> Questions to answer
1: According to the event description on migration and security, why does the new politics of (in)security apply to the internal dynamics of the European Union as well as to migrants? Answer in one to three sentences.
2: For each statement about the event description on migration and security, say yes or no to whether it agrees with the text, and quote the words of the text that decide it.
(a) The keynote speaker is affiliated with QUB.
(b) The text holds that crisis language has no political potential.
(c) The text names the devolution of bordering practices to non-EU partners as a key development.
3: Continue the event description on migration and security, starting after its final sentence.

Tuesday 4 July 2017, 9.30AM to 17:00
Speaker(s): Keynote speaker: Dr Debbie Lisle (QUB)
The migration crisis has seen multiple apparent failures in the European project – of solidarity, response and co-operation. In this sense, the new politics of (in)security applies as much to the troubled internal dynamics of the Union as it does to the management of insecure and vulnerable migrants.
There is, however, political potential in the deployment of crisis language and the invocation of novel (in)securities. That is, the dynamic of disintegration and collapse that has accompanied the European response (from the re-assertion of sovereign borders to the rejection of EU initiatives by individual member states) has been productive of new authorities, interventions and relationships in the field of migration and security.
Key here is the devolution of bordering practices to non-EU partners (across Africa, Asia and beyond), the inexorable rise of private security authorities and expertise, and the wholesale turn to technologies to secure borders and manage migration.
Motivated by a concern to understand what the claim to novelty allows governing bodies to do in the name of security.

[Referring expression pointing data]

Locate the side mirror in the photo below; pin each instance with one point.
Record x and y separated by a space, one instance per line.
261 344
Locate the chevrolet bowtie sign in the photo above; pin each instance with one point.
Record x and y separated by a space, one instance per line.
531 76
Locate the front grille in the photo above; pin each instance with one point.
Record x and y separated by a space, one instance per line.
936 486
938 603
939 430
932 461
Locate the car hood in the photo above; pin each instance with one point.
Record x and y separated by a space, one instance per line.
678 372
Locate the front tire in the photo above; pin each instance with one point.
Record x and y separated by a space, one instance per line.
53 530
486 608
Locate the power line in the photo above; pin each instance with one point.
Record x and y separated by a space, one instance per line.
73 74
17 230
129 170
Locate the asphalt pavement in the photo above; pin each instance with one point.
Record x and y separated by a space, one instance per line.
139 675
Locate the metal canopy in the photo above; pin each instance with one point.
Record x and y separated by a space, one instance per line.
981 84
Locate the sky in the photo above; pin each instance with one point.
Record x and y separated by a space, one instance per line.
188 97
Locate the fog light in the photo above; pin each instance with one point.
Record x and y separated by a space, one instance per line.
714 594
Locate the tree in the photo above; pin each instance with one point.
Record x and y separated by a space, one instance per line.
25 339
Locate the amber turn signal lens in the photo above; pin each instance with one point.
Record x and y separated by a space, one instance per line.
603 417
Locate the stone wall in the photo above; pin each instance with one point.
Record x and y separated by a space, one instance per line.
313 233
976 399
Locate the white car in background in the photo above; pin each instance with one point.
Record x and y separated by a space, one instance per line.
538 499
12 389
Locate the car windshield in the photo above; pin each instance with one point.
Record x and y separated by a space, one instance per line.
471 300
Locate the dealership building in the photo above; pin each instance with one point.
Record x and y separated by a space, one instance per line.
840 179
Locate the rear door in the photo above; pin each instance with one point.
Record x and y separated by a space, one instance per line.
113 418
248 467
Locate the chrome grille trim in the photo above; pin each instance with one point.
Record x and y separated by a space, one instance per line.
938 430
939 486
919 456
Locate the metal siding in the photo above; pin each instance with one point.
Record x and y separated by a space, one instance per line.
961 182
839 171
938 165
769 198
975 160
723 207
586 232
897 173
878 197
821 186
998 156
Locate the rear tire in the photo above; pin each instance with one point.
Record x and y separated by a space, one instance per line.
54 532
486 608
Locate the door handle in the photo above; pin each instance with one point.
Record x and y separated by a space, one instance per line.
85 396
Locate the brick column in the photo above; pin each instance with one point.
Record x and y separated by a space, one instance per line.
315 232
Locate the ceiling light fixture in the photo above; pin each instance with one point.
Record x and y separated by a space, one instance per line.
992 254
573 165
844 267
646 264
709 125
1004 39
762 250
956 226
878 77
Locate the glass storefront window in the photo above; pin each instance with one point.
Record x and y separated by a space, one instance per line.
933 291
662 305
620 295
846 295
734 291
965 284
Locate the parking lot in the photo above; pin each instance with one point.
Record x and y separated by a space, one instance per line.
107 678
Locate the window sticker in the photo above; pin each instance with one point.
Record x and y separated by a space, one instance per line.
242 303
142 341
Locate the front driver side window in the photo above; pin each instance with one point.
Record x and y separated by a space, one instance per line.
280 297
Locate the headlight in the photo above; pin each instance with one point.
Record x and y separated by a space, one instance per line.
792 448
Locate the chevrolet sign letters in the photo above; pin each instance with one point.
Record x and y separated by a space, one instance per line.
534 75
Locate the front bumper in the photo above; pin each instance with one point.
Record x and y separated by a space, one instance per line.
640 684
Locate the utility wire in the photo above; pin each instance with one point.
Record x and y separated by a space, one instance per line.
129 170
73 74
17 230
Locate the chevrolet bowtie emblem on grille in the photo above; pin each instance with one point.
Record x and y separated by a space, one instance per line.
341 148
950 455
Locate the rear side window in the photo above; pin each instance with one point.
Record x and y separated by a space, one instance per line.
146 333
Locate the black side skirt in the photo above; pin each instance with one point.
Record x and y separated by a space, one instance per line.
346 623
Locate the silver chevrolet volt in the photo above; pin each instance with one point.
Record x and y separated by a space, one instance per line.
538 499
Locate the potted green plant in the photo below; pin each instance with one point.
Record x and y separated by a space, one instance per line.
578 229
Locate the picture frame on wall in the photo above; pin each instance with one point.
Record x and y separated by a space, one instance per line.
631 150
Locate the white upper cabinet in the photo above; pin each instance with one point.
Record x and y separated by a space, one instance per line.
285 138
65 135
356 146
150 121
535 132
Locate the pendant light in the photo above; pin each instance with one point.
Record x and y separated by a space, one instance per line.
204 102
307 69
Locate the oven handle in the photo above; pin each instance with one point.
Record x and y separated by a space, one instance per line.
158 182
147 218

> Outputs by task
1: The migration crisis has seen multiple apparent failures in the European project, namely failures of solidarity, response and co-operation. Because of this, the new politics of (in)security applies as much to the Union's troubled internal dynamics as to the management of insecure and vulnerable migrants.

2:
(a) Yes: "Keynote speaker: Dr Debbie Lisle (QUB)"
(b) No: "There is, however, political potential in the deployment of crisis language and the invocation of novel (in)securities."
(c) Yes: "Key here is the devolution of bordering practices to non-EU partners (across Africa, Asia and beyond)"

3:
Programme:
09.30 – 10.00 Registration, refreshments and welcome
10.00 – 11.15 Migration, crisis and (in)hospitality
Murat Es, Assistant Professor, Department of Geography and Resource Management, Chinese University of Hong Kong
Security, mobility and geopolitics: bodies in motion between Turkey and Europe
Melora Koepke, Ph.D candidate in the Department of Geography, Simon Fraser University, Vancouver, B.C., Canada
Utopic insertions: Parisian transit camps as spaces of encounter and care/control
Nicoletta Policek, Associate Professor in Policing and Criminology, University of Cumbria
Stateless children in Italy: old habits and the new politics of (in)security
11.15 – 12.30 Governing crisis and the politics of response
Shoshana Fine, CERI Sciences Po
Liaisons, labeling and laws: IOM interventions in Turkey
Lucy Mayblin, University of Warwick
Governing the crisis from afar: The UK’s response to the crisis of refugee reception in Europe
Lauren Martin, Department of Geography, Durham University
Carceral Economies: cash, value, and commodification in asylum reception in the EU
12.30 – 13.15 Lunch
13.15 – 14.15 Keynote lecture
Debbie Lisle, Queen’s University, Belfast
Crisis in Slow motion: the stubborn habits of migration
14.15 – 15.30 Technology, borders and the new politics of governing mobility
Philippe Frowd, University of York
EU security intervention in Niger: governing transit migration and the smuggling economy
Martin Zamorano, Eticas Research and Consulting, Barcelona
Your body is your passport: data, migration and smart borders
Alex Hall, University of York
Security targeting at the smart border: Gestalt Theory and seeing with data
15.30 – 16.00 Tea and coffee
16.00 – 16.45 Catherine Woollard, European Council on Refugees and Exiles
16.45 – 17.00 Closing remarks
Please note that PhD students from White Rose universities may be eligible for travel bursaries. For more information email our project lead at alexandra.hall@york.ac.uk
Don’t forget to follow us on Twitter at @newpolitics2017 and on Facebook at facebook.com/newinsecurities!
Register for the workshop here.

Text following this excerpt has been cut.